Written exercise 1:
Scale the records from their start through the line containing "M 437 154 L", inclusive, by multiplying every coordinate in the answers by 0.8 and rounding to whole numbers, halves up. Keep the requests and their format samples unchanged, and leave the pictures out.

Page text:
━━━━━━━━━━━━━━━━━━━━━━━━━━━━━━

# Questions



## jpeck (Aug 20, 2007)

Can you use a bullet smoker for this?  If so is the char./hickery placed at the bottom?  Do you use the water pan?  How long?  Can I make a cold smoker for this cheap?  And lastly, Can you use store bought cheese?


----------



## smoke freak (Aug 20, 2007)

The instructions I started with were for a bullet smoker but since I am cookin with a stick burner I had to modify the process. The trick is to keep the temp below 90 degrees. Good luck when the temp outside is above 90. I think the orignal instructions I had came from Jeffs site


----------



## deejaydebi (Aug 23, 2007)

When it's warm out say above 70 I don't use charcoal I just light a chunk of wood and when it gets going good I let it smolder and it's fine that way.


----------



## reflect (Aug 23, 2007)

Wow, good idea Deb. I normally get two or the lumps of charcoal going with a wood chunk on top. Less heat your way. I will have to try that.

Take care,

Brian


----------



## hawgheaven (Aug 23, 2007)

Hey Deb, I haven't tried smoking cheese yet, how long do you expose it to smoke?


----------



## deejaydebi (Aug 23, 2007)

I would leave it only about 30 to 60 minutes depend on what kind. Horseradish cheedar can take about the most smoke or hot cheeses, jalepino, pepperoni cheeses but mild cheeses get to smokey real quick 30 minutes MAX. It will change color fast to warm you to pull it. When it startes to get cloudy or yellowish in stead of white pull it and refridgerate it. Cheese sucks up smoke real fast and don't eat it hot it's awful!


----------

━━━━━━━━━━━━━━━━━━━━━━━━━━━━━━

Written exercise 2:
In the cheese-smoking thread, what is the longest time mild cheeses should be left in the smoke?

Recorded information:
━━━━━━━━━━━━━━━━━━━━━━━━━━━━━━

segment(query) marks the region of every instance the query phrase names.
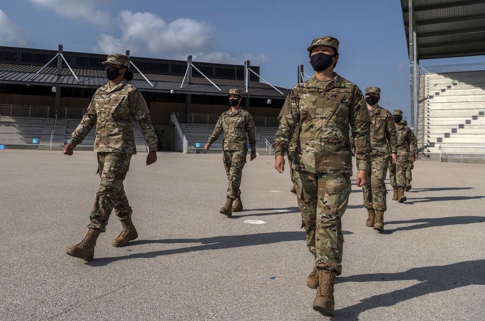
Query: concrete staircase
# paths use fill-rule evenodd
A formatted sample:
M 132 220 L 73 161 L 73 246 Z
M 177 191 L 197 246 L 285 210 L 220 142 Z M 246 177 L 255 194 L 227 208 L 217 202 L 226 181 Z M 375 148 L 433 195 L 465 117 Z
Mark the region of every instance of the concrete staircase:
M 71 134 L 79 125 L 80 119 L 58 119 L 52 138 L 52 150 L 62 149 Z M 0 118 L 0 145 L 5 148 L 30 148 L 39 150 L 51 149 L 50 137 L 54 125 L 53 118 L 10 117 Z M 146 152 L 145 139 L 140 125 L 135 122 L 135 144 L 137 152 Z M 95 128 L 76 146 L 77 150 L 92 150 Z M 34 143 L 33 140 L 36 139 Z
M 437 154 L 440 145 L 485 144 L 485 72 L 426 74 L 421 82 L 423 151 Z

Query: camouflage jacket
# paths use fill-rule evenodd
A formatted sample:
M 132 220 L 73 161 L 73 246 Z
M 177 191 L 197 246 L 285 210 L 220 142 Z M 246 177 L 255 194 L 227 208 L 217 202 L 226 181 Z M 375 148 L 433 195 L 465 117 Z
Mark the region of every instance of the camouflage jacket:
M 377 105 L 375 110 L 371 112 L 371 118 L 372 119 L 371 125 L 371 149 L 372 156 L 396 154 L 397 139 L 392 114 L 387 109 Z
M 96 124 L 95 152 L 136 154 L 135 119 L 142 128 L 149 150 L 156 151 L 157 135 L 140 91 L 124 79 L 113 88 L 108 83 L 95 93 L 70 142 L 75 145 L 81 143 Z
M 247 150 L 247 137 L 251 150 L 256 150 L 256 130 L 253 117 L 248 112 L 240 108 L 236 112 L 229 109 L 221 115 L 215 124 L 214 132 L 209 137 L 209 145 L 217 140 L 224 131 L 222 142 L 223 150 Z
M 407 126 L 406 126 L 406 127 L 407 127 Z M 414 133 L 413 132 L 410 128 L 409 128 L 409 131 L 411 132 L 411 138 L 412 140 L 411 145 L 409 146 L 409 151 L 412 154 L 409 155 L 409 159 L 410 160 L 411 156 L 414 156 L 415 154 L 417 154 L 418 153 L 418 139 L 416 138 L 416 136 L 414 135 Z
M 407 126 L 400 125 L 396 127 L 396 136 L 397 137 L 397 155 L 409 156 L 409 153 L 414 153 L 413 144 L 413 133 Z
M 359 168 L 368 170 L 371 117 L 364 95 L 355 84 L 335 74 L 324 86 L 312 77 L 290 92 L 278 118 L 275 157 L 284 154 L 294 130 L 300 133 L 294 155 L 295 170 L 352 175 L 349 125 Z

━━━━━━━━━━━━━━━━━━━━━━━━━━━━━━

Task result 1:
segment(query) marks the region of every instance the query phrase names.
Query: concrete staircase
# paths use fill-rule evenodd
A formatted sample:
M 132 220 L 73 161 L 73 246 Z
M 177 191 L 197 246 L 285 210 L 220 142 Z M 246 177 L 255 194 L 227 208 L 217 202 L 226 181 Z M 375 148 L 433 195 L 465 117 Z
Mark the region of every instance of the concrete staircase:
M 57 107 L 63 100 L 64 95 L 46 95 L 42 110 L 42 120 L 50 119 Z M 0 94 L 0 116 L 4 118 L 24 118 L 31 120 L 41 119 L 40 110 L 43 100 L 42 94 L 8 94 Z M 117 122 L 116 111 L 112 100 L 108 98 L 108 115 L 110 122 Z M 76 102 L 61 117 L 62 120 L 74 120 Z M 27 114 L 26 112 L 29 111 Z
M 350 123 L 352 116 L 388 115 L 388 58 L 341 59 L 337 66 L 338 121 Z

Task result 2:
30 minutes.